Exercise details:
Restate the records below word for word.

───── Data to process ─────

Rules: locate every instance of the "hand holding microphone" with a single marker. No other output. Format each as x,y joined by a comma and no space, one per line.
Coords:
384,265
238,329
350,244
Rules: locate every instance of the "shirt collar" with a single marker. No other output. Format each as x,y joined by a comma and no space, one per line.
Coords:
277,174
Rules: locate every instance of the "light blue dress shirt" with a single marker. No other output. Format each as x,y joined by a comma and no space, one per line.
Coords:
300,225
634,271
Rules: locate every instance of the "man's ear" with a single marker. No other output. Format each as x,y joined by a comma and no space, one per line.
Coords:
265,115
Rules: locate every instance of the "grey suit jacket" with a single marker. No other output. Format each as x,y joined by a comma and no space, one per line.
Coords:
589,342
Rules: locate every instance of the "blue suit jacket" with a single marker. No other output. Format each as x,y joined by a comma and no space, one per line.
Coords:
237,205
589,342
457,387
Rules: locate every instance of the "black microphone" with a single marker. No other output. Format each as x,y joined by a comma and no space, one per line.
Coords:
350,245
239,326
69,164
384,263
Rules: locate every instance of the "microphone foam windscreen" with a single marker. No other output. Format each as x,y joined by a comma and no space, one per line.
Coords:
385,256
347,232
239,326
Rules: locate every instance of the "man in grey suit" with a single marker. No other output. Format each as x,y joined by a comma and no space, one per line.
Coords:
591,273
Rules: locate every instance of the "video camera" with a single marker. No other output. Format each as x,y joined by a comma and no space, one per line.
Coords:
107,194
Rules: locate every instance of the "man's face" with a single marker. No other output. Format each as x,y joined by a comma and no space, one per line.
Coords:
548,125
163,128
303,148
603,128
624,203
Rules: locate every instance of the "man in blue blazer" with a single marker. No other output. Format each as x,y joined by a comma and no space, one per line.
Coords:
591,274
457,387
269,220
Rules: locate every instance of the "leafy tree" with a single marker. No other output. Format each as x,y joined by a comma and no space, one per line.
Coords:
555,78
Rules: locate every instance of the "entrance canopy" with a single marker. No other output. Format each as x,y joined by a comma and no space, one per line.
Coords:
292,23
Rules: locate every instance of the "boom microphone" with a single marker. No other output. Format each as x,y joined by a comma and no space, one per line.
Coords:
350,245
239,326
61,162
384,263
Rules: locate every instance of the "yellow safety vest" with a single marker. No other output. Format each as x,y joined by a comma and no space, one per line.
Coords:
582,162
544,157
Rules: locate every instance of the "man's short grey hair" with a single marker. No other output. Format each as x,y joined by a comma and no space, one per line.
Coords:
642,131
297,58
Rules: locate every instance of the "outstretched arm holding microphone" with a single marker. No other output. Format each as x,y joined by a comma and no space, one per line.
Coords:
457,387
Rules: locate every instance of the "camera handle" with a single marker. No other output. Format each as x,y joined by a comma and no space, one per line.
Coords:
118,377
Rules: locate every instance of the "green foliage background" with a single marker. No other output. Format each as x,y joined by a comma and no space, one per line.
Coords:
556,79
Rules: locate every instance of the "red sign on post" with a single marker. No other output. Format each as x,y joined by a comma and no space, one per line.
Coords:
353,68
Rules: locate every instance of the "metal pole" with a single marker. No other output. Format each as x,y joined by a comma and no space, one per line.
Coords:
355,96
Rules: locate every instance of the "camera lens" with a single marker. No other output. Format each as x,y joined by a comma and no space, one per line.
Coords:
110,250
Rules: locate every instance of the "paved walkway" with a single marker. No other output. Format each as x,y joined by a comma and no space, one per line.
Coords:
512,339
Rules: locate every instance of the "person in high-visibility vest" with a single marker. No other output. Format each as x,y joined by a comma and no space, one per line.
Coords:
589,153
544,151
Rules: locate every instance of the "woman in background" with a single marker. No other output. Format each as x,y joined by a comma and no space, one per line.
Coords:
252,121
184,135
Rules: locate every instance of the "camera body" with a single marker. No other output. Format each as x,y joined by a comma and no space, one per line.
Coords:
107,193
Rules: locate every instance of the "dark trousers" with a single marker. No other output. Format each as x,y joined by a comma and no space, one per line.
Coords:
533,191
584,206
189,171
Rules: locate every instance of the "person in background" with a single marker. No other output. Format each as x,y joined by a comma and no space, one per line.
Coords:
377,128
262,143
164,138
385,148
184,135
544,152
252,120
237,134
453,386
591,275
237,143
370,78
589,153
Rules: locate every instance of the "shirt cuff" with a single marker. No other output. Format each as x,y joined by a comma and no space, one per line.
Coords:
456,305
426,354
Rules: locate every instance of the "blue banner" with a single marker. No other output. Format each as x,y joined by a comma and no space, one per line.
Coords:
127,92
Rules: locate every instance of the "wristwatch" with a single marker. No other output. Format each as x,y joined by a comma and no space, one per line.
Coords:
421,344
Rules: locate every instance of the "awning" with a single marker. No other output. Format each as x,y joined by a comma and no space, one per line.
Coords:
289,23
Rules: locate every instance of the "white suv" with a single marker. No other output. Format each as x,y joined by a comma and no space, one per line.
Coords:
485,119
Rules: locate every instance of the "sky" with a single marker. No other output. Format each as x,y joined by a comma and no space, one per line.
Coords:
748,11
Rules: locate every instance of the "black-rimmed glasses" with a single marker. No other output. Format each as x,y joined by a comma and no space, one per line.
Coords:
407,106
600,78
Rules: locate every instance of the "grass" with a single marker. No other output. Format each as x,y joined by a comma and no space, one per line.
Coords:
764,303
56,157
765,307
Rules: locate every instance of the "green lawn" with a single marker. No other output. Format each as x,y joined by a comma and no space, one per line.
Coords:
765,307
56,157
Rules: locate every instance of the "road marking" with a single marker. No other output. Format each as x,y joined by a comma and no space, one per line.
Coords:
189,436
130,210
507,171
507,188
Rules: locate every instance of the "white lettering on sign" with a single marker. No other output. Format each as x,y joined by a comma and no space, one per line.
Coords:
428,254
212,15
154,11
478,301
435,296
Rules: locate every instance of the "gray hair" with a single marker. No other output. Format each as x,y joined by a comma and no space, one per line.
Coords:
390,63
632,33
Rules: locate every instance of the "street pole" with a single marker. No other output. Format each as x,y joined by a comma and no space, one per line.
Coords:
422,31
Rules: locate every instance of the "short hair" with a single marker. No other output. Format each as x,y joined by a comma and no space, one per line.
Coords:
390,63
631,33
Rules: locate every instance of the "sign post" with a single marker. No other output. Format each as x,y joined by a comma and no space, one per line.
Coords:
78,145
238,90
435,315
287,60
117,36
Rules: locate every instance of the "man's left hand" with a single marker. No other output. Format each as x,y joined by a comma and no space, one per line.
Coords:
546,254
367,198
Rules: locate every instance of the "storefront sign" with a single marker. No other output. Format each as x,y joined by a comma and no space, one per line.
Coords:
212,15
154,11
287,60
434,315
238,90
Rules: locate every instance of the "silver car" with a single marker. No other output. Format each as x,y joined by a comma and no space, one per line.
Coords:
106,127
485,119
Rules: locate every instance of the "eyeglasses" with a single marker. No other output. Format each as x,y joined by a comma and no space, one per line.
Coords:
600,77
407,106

─────

The reply:
Rules: locate every instance of the "hand holding microphone" with a single marker. No other output. Format each as x,y joined by a comma and no space, one per line.
Coords:
384,265
238,329
350,244
Rules: locate every instance of the "shirt collar" with a single marker. No other output. Format each as x,y joined by a comma and no space, one per line.
Coords:
277,174
Rules: locate every instance of the "light blue dress shirt" with a single marker. No other output. Format each as x,y joined by a comma and no space, one per line.
Coords:
300,225
634,271
Rules: locate every instance of the "man's ear" with a single marker. No other output. Format each as x,y joined by a comma and no space, one per line.
Coords:
265,115
Rules: locate every instance of the "grey suit jacket" with a single marker. No other output. Format each as x,y joined by a comma and no space, one per line.
Coords:
589,342
Rules: locate every instance of the "blue suit jacket" with a single marker. No other output. Format each as x,y joined by a comma and no space, one per line.
Coords:
237,205
589,342
457,387
Rules: locate every instance of the "black microphone" with a single marker. No other output. Format each as x,y joined by a comma and no space, one per line.
Coords:
350,245
239,326
69,164
384,263
Rules: locate every instance of the "microphone foam windscreen" with a single marker. No other output. Format each as x,y joined by a comma and no space, one per line.
Coords:
385,256
347,232
239,326
Rules: locate every instance of the "man in grey suit" with a single marker. No other output. Format each as x,y joined by a comma and no space, one per line.
Coords:
591,273
Rules: locate every instance of the "video camera" with a single marker. No other output. Format each as x,y joined by a comma and no space, one per line.
Coords:
107,194
Rules: locate every instance of the "man's face" with a single marker. No other output. Format each as x,y joined by a comma and no space, one per line.
Coords:
548,125
163,128
303,148
603,128
624,203
Rules: locate every instance of the "man in blue blazer" with a single marker. No other output. Format each as x,y joined by a comma and no space, one per line.
Coords:
591,274
457,387
269,220
Rules: locate every instance of the "leafy tree" with a single marker. No other output. Format each as x,y joined by a comma and no space, one per line.
Coords:
555,78
Rules: locate every instance of the "entrance canopy" with a single marker. No other output. Format each as x,y joined by a comma and no space, one per line.
Coords:
292,23
Rules: locate every instance of the "boom microphone" with a single marker. No other output. Format each as x,y joined by a comma and no space, one per line.
Coords:
350,245
239,326
61,162
384,263
Rules: locate every instance of the "yellow safety vest" with a single marker. No other output. Format each as x,y joined by a comma and no space, one per line.
Coords:
582,162
544,157
Rules: locate every instance of the "man's short grey hair" with a single marker. No other output. Format each as x,y joined by a comma and no space, one per line.
Coords:
642,131
297,58
Rules: locate every instance of the "outstretched arm holding microphone" with a single marker. No other output. Format each as x,y joined by a comma and no space, one per line.
Coords:
457,387
Rules: locate every instance of the "camera handle" with a single marker. No other output. Format each as x,y joined by a comma and no space, one per line.
Coords:
118,377
Rules: locate every instance of the "green foliage background" with a single marker. No other output. Format each as x,y joined by a comma and no space, one per line.
Coords:
556,79
Rules: locate every instance of the "red sign on post" with a single marker. No other output. Format each as x,y joined by a comma and no space, one per line.
Coords:
353,68
Rules: locate every instance of the "metal pole" with a single marker. No other output. Format each as x,y joined by a comma and no space, one per line.
Coords:
355,96
Rules: locate every instance of the "camera lens" with a single marker. No other output. Format each as x,y joined by a comma and no space, one per line.
Coords:
110,250
Rules: locate every instance of the "paved walkway" with a single marker. No other output. Format each as x,y joined by a comma and no space, one per line.
Coords:
512,339
Rules: locate every instance of the "person in high-visibility vest" with a single marker. No other output. Format each as x,y joined by a comma and no space, one per line.
Coords:
589,153
544,151
Rules: locate every instance of the "woman in background" with a single marker. No other output. Format each as x,y joined by a comma and no space, one per line.
Coords:
252,121
184,135
Rules: locate every instance of the "camera body" with a single marker. No other output. Format each as x,y joined by a comma and no space, one per line.
Coords:
107,193
Rules: locate every instance of the "dark trousers" with a single marker. No other output. Format each as x,y joined by a comma and no space, one per line.
Coords:
533,191
584,206
189,171
Rules: locate every instance of the "person in background" with a single marker. No other output. Format each as x,y joined by a comma and no space, one per line.
Coords:
377,128
262,143
164,138
385,148
184,135
544,152
252,120
237,134
453,386
591,275
237,143
370,78
589,153
Rules: locate every instance of the "shirt cuff" with a single marker. No other output. Format each as x,y joined by a comma and no space, one per line.
Coords:
456,305
426,354
Rules: locate every instance of the "blue banner" with a single marker. No other output. Format each as x,y joined by a comma and no space, one per line.
Coords:
127,92
Rules: locate every instance of the "wristwatch" with a single marker. No other output. Format each as x,y joined by a comma and no space, one per line.
Coords:
421,344
Rules: locate every instance of the "awning" with a single marker. No other output. Format each as x,y joined by a comma and no space, one per line.
Coords:
289,23
Rules: locate every instance of the "white suv" with a single marker. No other output. Format each as x,y joined by a comma and no space, one per line.
Coords:
485,119
Rules: locate every instance of the "sky" with a single marker. No other output. Format each as x,y joined by a comma and no space, one per line.
Coords:
748,11
Rules: locate every instance of the "black-rimmed glasses" with a single marker. No other output. Format each as x,y joined by a comma and no space, one per line.
Coords:
407,106
600,78
Rules: locate every instance of the "grass" with a single marker. No other output. Format each as x,y joined by a comma and no space, one per line.
Coords:
764,303
56,157
765,307
Rules: locate every instance of the "green lawn" with a single marker. No other output. Format each as x,y joined by a comma and no space, one per line.
Coords:
765,307
56,157
Rules: locate every instance of the "road marking" with a single marker. No other output. Format each as x,y joined by a comma and no space, one per line.
Coords:
189,436
130,210
507,171
507,188
Rules: locate every instance of the "white lettering on sign" with a single marker. No other output. Format each as x,y joined by a comma and no space, one per line.
Coords:
428,254
212,15
154,11
478,301
435,296
Rules: locate every instance of the "gray hair" with a single marker. No other output. Format each as x,y joined by a comma and no space, one per line.
Coords:
390,63
632,33
Rules: locate every instance of the "street pole" with a single marker. No other output. Format each as x,y joined by a comma and no space, one per line.
Coords:
422,31
Rules: locate every instance of the "short hair" with a single marker. No other output. Format each as x,y joined by a comma and no space, one per line.
Coords:
390,63
631,33
Rules: locate every instance of the "sign post" with a single marker. No other output. Format each as x,y joined by a comma and no space, one per line.
Coords:
78,145
238,90
435,315
287,60
117,36
Rules: locate every instance of the "man's left hand" with a single marker. No other output. Format each as x,y joined by a comma and no space, one per line.
Coords:
546,254
367,198
Rules: locate every instance of the "storefront sign" with a single marker. No other output. Format each as x,y joined by a comma and no space, one per line.
Coords:
212,15
154,11
287,60
434,315
238,90
Rules: locate every instance of the "silver car" with a single marker. No other output. Format each as x,y joined by a comma and no space, one per line.
Coords:
106,127
485,119
Rules: locate every instance of the "eyeglasses" with a single marker. No other output. Format each as x,y joined by a comma and no space, one per line.
Coords:
600,77
407,106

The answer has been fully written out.